[What is required] Extract the stretch of lines that starts at the line with "Might I ask you to indicate the thick" and ends at the last line of the data below. Give it exactly, without pictures.
#### Records to use ####
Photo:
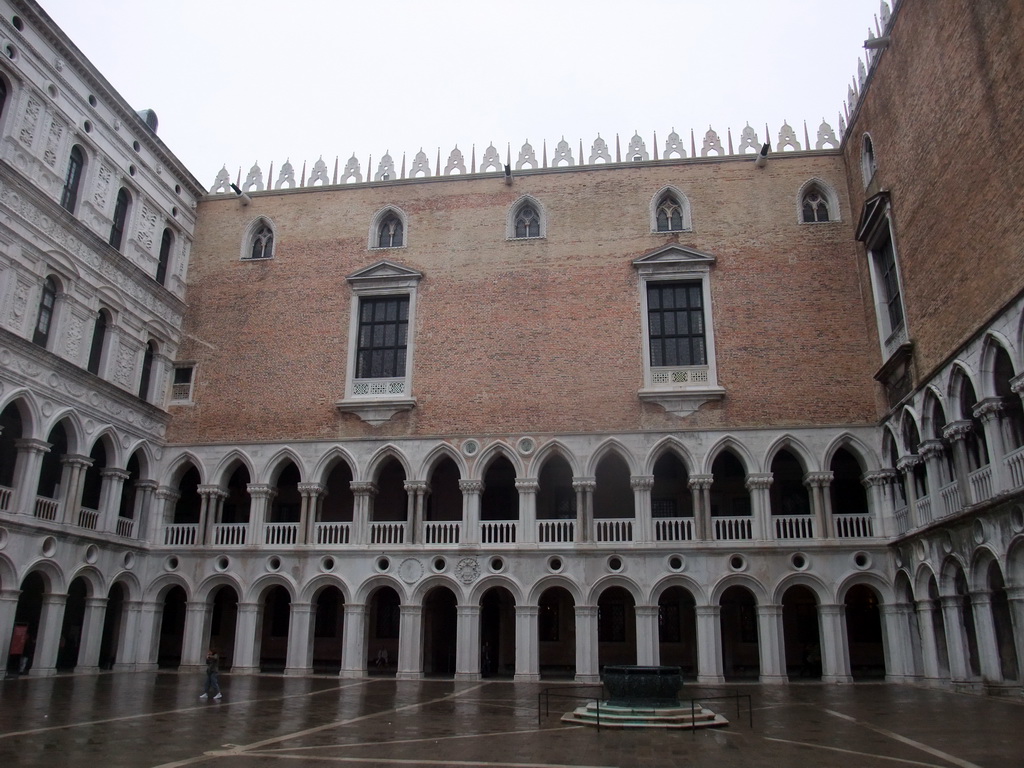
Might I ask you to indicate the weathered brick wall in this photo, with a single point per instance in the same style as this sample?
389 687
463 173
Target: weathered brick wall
943 109
528 336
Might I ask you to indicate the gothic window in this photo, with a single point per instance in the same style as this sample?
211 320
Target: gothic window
181 388
76 163
383 337
527 222
45 316
143 384
814 206
120 218
165 256
261 242
676 324
98 340
390 232
670 214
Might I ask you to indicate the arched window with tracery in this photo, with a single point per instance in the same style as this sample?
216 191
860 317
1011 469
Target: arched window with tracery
390 232
814 206
261 246
669 214
73 179
45 317
527 221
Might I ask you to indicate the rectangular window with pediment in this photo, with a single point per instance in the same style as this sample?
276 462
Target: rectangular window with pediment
680 372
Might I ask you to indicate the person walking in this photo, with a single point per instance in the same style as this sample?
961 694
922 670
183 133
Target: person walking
212 675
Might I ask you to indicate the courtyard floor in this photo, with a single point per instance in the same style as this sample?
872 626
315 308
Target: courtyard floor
157 719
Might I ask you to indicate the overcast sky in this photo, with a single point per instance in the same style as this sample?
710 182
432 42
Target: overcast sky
236 82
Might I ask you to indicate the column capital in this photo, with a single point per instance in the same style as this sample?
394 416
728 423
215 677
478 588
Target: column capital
906 463
933 449
819 479
699 482
642 482
878 477
759 480
584 483
257 491
76 460
211 491
166 493
957 430
32 445
988 409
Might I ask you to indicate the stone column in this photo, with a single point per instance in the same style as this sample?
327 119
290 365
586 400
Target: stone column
527 657
905 466
8 607
587 660
896 642
411 643
879 485
110 498
312 494
147 649
467 647
933 453
771 644
259 496
835 650
929 649
92 634
299 658
758 485
131 631
648 648
364 493
643 530
988 645
245 658
353 653
416 491
952 617
956 432
197 634
145 514
213 498
166 499
27 468
699 486
44 659
989 411
71 484
527 487
471 491
818 484
585 507
1015 597
709 619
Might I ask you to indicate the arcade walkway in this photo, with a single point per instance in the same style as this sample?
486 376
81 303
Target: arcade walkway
147 719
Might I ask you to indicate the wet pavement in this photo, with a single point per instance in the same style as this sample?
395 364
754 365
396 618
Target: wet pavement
157 719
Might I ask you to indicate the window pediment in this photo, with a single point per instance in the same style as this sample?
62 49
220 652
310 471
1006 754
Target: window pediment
673 257
383 274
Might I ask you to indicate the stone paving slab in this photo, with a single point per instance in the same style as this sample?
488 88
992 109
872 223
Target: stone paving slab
136 720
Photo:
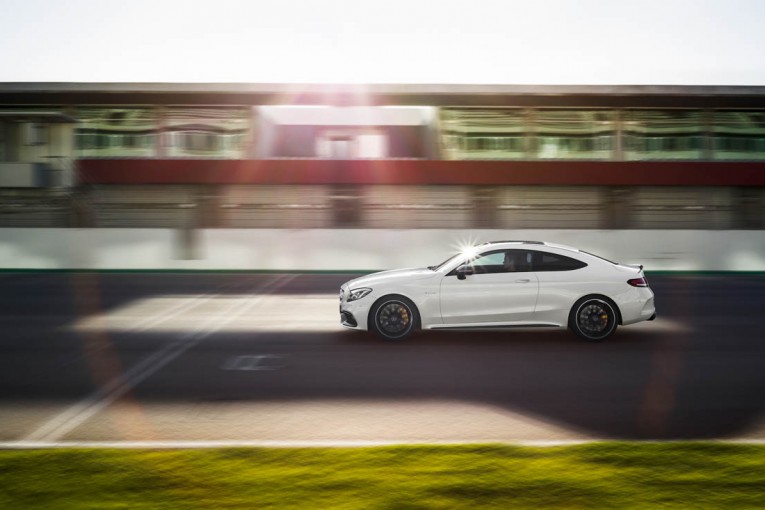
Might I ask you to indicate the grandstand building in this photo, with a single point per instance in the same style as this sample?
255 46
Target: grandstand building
381 156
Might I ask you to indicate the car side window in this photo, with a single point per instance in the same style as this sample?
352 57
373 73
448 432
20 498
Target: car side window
502 261
543 261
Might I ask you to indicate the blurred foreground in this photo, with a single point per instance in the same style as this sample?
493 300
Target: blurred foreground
260 358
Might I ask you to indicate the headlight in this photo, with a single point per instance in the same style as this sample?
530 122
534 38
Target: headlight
358 293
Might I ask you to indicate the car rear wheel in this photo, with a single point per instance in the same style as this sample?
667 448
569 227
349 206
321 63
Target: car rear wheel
394 318
593 318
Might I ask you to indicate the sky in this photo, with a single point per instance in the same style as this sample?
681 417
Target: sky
537 42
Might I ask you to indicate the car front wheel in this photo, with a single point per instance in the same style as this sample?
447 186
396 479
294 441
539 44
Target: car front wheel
593 318
394 318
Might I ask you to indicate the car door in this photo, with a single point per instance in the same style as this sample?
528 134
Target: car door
493 293
560 284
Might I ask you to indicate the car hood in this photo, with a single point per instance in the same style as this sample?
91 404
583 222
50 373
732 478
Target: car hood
390 276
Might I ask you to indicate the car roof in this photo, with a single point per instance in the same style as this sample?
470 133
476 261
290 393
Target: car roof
531 243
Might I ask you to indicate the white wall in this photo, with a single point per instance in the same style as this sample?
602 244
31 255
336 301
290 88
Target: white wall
355 249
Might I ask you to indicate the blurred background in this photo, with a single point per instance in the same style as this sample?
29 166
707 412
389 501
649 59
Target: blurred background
669 176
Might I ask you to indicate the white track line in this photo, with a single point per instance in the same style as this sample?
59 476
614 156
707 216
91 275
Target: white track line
158 445
68 420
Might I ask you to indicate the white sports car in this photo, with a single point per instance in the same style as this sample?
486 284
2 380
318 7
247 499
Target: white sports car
501 284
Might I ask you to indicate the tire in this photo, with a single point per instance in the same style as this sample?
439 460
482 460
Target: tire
594 318
394 318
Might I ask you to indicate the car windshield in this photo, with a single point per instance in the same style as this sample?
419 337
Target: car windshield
442 264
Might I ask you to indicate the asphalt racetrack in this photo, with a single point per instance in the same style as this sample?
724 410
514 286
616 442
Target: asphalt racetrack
262 359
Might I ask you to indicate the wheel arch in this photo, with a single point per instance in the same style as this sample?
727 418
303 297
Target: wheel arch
596 296
393 295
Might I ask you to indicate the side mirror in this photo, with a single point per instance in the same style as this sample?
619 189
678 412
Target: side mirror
464 271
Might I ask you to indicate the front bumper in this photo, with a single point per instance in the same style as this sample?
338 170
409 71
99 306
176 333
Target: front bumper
353 314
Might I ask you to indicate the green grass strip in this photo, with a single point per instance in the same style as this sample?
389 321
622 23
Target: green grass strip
595 475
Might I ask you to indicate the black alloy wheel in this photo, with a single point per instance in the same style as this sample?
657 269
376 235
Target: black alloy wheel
394 317
593 319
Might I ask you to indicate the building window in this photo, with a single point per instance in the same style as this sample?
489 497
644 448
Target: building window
484 133
663 134
207 132
738 135
574 134
116 132
36 134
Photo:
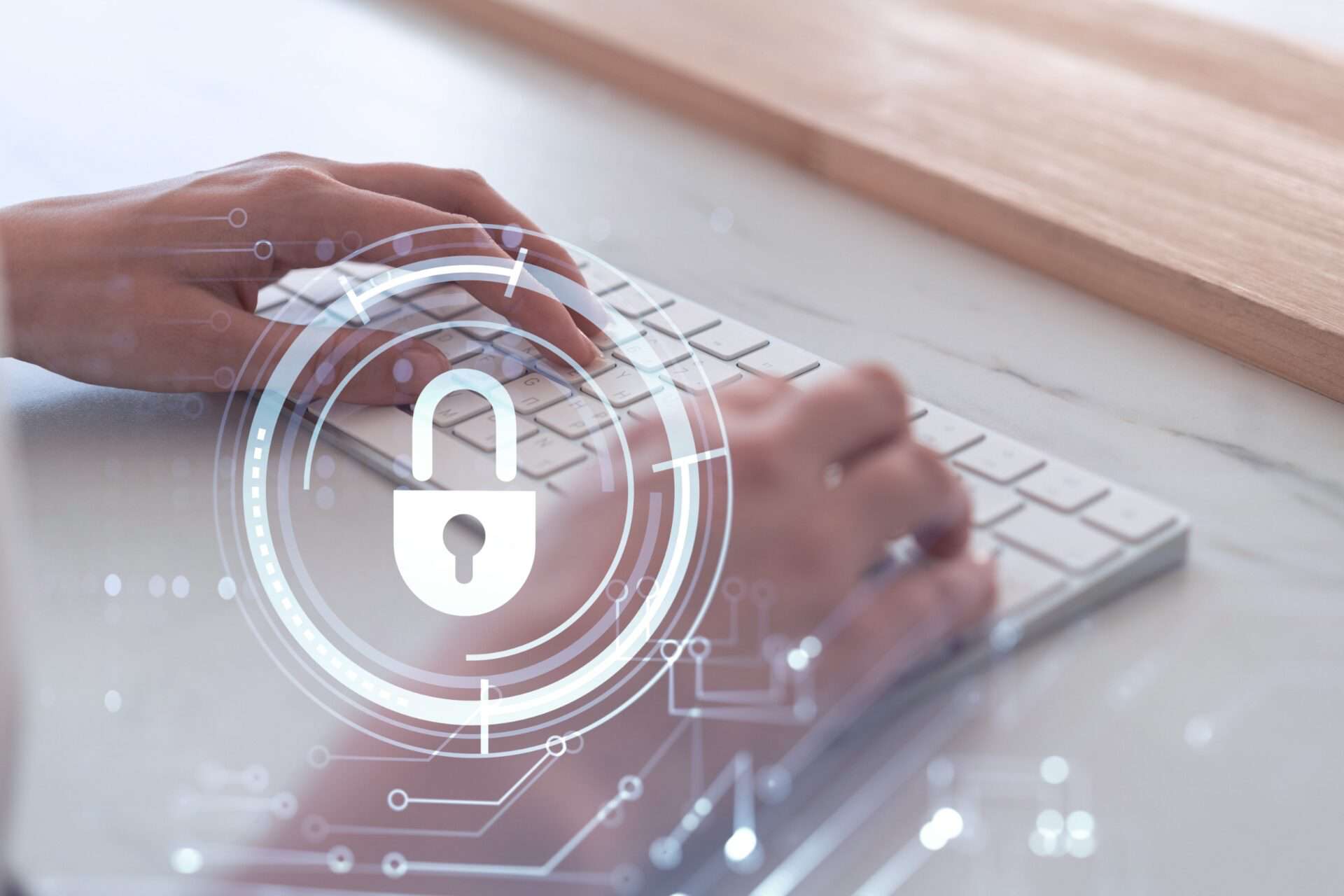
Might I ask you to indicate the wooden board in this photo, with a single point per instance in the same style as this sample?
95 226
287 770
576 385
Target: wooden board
1189 171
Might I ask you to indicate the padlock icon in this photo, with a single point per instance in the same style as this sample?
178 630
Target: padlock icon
495 574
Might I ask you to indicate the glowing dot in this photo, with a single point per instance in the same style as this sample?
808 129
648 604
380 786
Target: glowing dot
930 840
1199 732
1081 824
1050 822
187 860
1054 770
739 846
948 822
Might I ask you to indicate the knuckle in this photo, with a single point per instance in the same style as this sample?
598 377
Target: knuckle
883 382
470 178
756 461
293 179
284 158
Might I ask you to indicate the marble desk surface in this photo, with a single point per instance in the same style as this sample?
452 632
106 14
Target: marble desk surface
1203 710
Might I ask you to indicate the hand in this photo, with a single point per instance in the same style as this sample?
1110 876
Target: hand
824 480
152 288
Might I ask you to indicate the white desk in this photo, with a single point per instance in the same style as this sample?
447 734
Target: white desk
1200 713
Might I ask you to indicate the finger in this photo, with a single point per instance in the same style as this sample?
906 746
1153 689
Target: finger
937 599
465 192
318 204
906 613
391 375
905 489
850 414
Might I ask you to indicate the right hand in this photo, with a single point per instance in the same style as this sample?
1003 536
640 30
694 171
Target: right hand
824 480
797 526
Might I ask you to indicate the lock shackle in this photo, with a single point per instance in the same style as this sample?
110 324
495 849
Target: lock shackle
486 386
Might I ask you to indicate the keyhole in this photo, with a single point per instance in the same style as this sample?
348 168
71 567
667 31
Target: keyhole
464 543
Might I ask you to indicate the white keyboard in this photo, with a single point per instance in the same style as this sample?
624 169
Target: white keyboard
1065 538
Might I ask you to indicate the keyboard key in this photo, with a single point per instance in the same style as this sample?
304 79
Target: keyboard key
585 479
502 367
447 301
778 360
1058 539
1129 516
631 302
575 416
1000 460
545 454
366 276
613 335
318 286
534 393
603 279
363 272
988 501
818 375
622 386
296 311
454 344
689 377
645 410
654 352
945 433
1063 486
683 318
458 407
1022 580
386 307
730 340
484 333
272 296
570 375
407 318
480 431
521 348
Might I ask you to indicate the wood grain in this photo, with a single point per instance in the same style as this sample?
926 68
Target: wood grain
1189 171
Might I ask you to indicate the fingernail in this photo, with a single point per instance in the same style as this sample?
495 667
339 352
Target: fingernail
417 365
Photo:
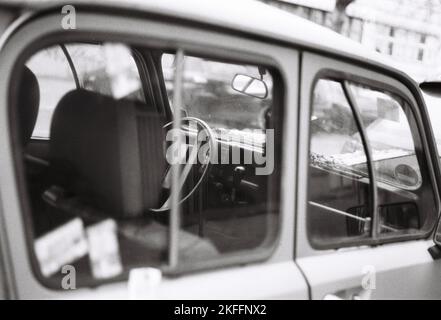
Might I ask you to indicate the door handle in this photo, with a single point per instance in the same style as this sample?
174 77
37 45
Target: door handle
350 294
332 297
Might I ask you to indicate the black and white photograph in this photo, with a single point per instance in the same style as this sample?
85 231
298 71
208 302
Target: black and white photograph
220 154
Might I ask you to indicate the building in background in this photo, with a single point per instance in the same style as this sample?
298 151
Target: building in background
407 30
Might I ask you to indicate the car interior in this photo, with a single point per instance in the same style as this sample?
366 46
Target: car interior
340 188
104 156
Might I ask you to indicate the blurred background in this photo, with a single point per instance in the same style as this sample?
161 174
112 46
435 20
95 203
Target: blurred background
407 30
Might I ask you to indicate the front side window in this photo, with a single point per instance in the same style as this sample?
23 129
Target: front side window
341 197
108 69
237 207
99 184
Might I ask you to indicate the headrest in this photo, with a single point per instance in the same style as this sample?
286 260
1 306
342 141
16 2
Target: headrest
108 152
28 103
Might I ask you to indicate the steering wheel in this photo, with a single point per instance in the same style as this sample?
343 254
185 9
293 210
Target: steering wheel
192 159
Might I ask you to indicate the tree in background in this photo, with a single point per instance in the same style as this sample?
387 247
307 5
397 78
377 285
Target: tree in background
339 14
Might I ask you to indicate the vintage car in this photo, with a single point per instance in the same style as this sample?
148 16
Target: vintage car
208 149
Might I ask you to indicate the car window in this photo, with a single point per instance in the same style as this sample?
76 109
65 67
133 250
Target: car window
246 125
108 69
55 79
209 95
339 162
338 192
100 201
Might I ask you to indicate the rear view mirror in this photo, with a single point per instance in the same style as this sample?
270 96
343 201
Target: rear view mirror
250 86
432 88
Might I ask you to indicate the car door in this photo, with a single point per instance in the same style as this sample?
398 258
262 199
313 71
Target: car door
230 274
364 221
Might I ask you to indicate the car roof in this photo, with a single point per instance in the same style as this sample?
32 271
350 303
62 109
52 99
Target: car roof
249 16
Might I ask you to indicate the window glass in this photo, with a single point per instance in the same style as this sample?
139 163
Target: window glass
108 69
237 207
55 79
339 177
405 203
209 95
338 191
99 188
390 137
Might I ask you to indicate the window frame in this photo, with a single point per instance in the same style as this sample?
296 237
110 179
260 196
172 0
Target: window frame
271 55
375 238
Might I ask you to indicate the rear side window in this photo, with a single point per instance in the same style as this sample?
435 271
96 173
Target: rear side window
344 208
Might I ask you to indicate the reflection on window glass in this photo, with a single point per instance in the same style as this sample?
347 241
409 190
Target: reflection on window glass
339 176
105 68
236 208
335 182
390 137
55 79
99 185
209 95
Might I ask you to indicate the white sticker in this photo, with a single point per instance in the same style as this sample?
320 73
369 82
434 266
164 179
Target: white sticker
143 283
104 249
61 246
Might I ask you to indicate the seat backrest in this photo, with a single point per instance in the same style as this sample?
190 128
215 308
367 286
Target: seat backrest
108 152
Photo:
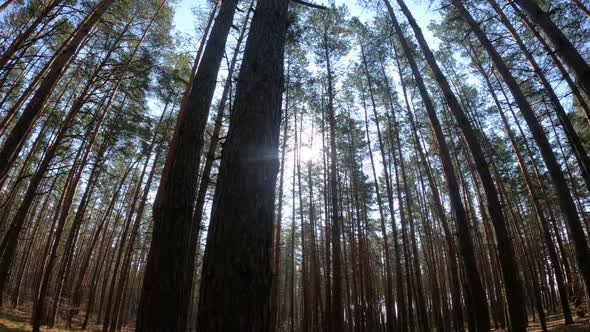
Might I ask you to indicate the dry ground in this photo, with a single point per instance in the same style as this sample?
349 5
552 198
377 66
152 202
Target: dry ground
18 321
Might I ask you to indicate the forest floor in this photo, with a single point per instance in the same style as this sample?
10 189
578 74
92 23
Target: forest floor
19 321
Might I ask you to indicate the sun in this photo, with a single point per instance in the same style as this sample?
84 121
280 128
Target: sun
309 154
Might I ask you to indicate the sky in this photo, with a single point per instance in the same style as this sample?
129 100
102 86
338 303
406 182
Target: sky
184 19
185 22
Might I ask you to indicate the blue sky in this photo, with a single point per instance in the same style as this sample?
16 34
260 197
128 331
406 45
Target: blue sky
184 19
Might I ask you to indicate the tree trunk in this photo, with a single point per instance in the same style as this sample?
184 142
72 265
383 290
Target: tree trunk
476 292
162 299
236 280
566 202
562 45
15 139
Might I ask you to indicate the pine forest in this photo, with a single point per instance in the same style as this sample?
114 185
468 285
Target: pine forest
295 165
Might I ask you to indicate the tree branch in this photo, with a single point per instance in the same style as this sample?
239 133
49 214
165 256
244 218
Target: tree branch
309 4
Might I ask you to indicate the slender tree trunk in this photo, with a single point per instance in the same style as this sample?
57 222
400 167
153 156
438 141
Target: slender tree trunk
565 199
4 5
337 287
162 299
22 37
204 184
562 45
476 293
15 139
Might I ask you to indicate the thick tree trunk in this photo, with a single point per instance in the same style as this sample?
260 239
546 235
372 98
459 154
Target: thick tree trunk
204 184
236 280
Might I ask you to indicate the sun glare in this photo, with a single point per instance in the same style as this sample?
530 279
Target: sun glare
309 154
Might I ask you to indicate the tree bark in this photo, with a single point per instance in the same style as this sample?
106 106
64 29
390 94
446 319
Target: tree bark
236 280
562 45
477 297
15 139
162 299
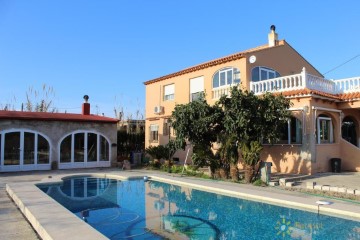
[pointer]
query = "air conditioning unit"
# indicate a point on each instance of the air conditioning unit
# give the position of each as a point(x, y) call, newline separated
point(158, 109)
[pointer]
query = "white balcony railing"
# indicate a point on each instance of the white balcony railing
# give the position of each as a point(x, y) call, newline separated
point(295, 82)
point(305, 80)
point(218, 92)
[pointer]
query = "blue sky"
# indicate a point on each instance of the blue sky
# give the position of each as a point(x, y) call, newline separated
point(107, 49)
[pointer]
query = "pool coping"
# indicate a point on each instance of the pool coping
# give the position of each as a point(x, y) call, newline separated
point(58, 223)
####
[Answer to this task]
Might I ask you to indicate the thick tree trunk in this photo, with a single point per instance in the same style as this sample?
260 239
546 235
372 98
459 154
Target: thick tree trunk
204 184
236 280
Might I ask you to indicate the sun glare in this photo, with a single point per instance in the same style as this sample?
530 279
Target: sun glare
309 154
Might I ask you to indicate the tree bark in this photo, with a single point per instance in the same style as this sample?
106 106
64 29
390 94
446 319
Target: tree bark
236 280
562 45
477 297
15 139
162 299
[pointer]
query = "air conditioning unit"
# indicate a point on each instance of the air conditioning unit
# give the position of each as a point(x, y) call, newline separated
point(158, 109)
[pointer]
query = "white balcony railing"
# indicate a point on each instance of the white balcony railing
# give the position of each as a point(x, y) call, newline separated
point(295, 82)
point(305, 80)
point(218, 92)
[pointer]
query = "blue sky"
# indicate a point on each instance of the blue sky
# give the position of each as a point(x, y) call, newline separated
point(107, 49)
[pointer]
query = "pool coping"
# indicate a point on each instance of the pool coping
# give the position of each as a point(x, y) call, newline separated
point(58, 223)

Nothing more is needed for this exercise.